> Required work
Count the lines that contain the word "rock", and give only that number.

★ ★ ★

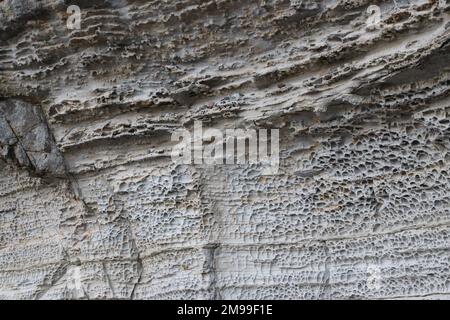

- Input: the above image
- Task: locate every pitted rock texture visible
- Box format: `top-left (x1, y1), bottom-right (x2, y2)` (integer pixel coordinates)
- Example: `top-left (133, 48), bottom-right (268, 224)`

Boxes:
top-left (0, 0), bottom-right (450, 299)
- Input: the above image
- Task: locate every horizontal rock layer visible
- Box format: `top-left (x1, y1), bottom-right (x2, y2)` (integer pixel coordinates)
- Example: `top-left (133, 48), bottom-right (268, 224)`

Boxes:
top-left (0, 0), bottom-right (450, 299)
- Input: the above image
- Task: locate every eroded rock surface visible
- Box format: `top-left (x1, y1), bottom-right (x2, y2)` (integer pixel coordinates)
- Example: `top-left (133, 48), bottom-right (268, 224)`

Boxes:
top-left (0, 0), bottom-right (450, 299)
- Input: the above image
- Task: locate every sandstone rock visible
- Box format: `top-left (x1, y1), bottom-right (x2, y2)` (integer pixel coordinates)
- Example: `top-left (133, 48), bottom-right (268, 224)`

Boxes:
top-left (0, 0), bottom-right (450, 299)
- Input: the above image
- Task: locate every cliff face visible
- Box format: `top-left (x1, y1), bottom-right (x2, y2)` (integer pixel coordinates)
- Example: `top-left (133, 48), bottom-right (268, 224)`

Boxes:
top-left (0, 0), bottom-right (450, 299)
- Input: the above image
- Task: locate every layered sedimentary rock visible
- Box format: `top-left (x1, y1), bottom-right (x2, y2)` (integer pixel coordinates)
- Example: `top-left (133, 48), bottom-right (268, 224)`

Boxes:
top-left (0, 0), bottom-right (450, 299)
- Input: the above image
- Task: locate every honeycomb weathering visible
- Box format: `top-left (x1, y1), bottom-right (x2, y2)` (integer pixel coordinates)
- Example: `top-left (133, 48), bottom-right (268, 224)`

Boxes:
top-left (0, 0), bottom-right (450, 299)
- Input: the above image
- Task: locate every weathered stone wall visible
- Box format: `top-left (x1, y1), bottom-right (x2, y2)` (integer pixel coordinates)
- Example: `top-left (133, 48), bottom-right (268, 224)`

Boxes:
top-left (0, 0), bottom-right (450, 299)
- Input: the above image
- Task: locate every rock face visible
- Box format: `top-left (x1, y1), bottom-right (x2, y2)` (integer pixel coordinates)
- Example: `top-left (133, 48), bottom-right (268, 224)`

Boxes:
top-left (0, 0), bottom-right (450, 299)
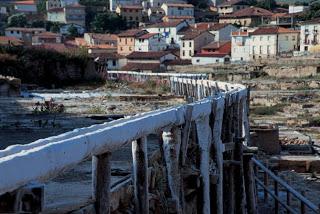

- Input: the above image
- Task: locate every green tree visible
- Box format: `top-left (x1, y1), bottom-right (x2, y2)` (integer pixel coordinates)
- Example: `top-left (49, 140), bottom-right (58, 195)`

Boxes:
top-left (8, 13), bottom-right (28, 27)
top-left (91, 12), bottom-right (127, 33)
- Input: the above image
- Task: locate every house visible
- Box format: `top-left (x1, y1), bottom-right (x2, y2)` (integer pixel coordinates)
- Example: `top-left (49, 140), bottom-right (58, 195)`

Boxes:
top-left (14, 0), bottom-right (38, 13)
top-left (118, 29), bottom-right (148, 56)
top-left (109, 0), bottom-right (141, 12)
top-left (147, 7), bottom-right (165, 23)
top-left (219, 7), bottom-right (273, 27)
top-left (161, 3), bottom-right (194, 16)
top-left (32, 31), bottom-right (62, 45)
top-left (180, 31), bottom-right (214, 59)
top-left (145, 21), bottom-right (188, 47)
top-left (218, 0), bottom-right (249, 15)
top-left (231, 27), bottom-right (255, 62)
top-left (0, 36), bottom-right (23, 46)
top-left (162, 16), bottom-right (195, 24)
top-left (95, 53), bottom-right (127, 71)
top-left (134, 33), bottom-right (168, 52)
top-left (46, 0), bottom-right (79, 10)
top-left (250, 26), bottom-right (299, 60)
top-left (83, 33), bottom-right (118, 47)
top-left (116, 5), bottom-right (143, 27)
top-left (289, 5), bottom-right (309, 14)
top-left (47, 3), bottom-right (86, 26)
top-left (60, 24), bottom-right (85, 35)
top-left (121, 51), bottom-right (178, 72)
top-left (192, 41), bottom-right (231, 65)
top-left (191, 22), bottom-right (238, 41)
top-left (5, 27), bottom-right (46, 44)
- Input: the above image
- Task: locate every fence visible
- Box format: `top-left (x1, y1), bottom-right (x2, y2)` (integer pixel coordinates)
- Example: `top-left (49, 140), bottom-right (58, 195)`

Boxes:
top-left (252, 158), bottom-right (320, 214)
top-left (0, 74), bottom-right (251, 213)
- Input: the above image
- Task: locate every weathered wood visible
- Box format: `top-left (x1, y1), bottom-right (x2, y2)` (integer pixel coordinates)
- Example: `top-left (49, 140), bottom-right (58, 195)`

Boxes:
top-left (162, 127), bottom-right (184, 213)
top-left (196, 116), bottom-right (212, 214)
top-left (243, 154), bottom-right (257, 214)
top-left (212, 102), bottom-right (224, 214)
top-left (92, 153), bottom-right (111, 214)
top-left (132, 137), bottom-right (149, 214)
top-left (180, 105), bottom-right (193, 166)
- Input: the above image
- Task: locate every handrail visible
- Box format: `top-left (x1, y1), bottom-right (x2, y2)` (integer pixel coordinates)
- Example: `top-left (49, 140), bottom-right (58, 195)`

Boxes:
top-left (0, 72), bottom-right (249, 213)
top-left (252, 158), bottom-right (320, 213)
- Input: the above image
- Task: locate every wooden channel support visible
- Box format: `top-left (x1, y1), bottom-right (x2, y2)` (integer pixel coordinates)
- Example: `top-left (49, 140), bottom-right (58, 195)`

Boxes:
top-left (132, 136), bottom-right (149, 214)
top-left (162, 127), bottom-right (185, 214)
top-left (92, 153), bottom-right (111, 214)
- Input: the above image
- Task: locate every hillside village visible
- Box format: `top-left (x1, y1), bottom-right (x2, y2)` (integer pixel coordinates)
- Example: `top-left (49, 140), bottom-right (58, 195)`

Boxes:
top-left (0, 0), bottom-right (320, 72)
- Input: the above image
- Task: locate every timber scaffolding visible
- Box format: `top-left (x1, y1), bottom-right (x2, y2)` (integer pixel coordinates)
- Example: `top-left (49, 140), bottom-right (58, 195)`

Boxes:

★ ★ ★

> Answer to this task
6